**SET EXERCISE**: Update the material below by replacing every "marker" with "dot" and leave all other text unchanged.

◆ ◆ ◆ ◆ ◆

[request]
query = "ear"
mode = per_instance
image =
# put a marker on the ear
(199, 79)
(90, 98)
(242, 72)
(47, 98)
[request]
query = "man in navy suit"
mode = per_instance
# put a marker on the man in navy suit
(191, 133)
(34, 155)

◆ ◆ ◆ ◆ ◆

**PROBLEM SOLUTION**:
[request]
query = "ear"
mode = per_instance
image =
# put a dot on the ear
(199, 79)
(90, 98)
(242, 72)
(47, 98)
[request]
query = "man in navy suit"
mode = per_instance
# put a dot on the man in navy suit
(191, 133)
(34, 155)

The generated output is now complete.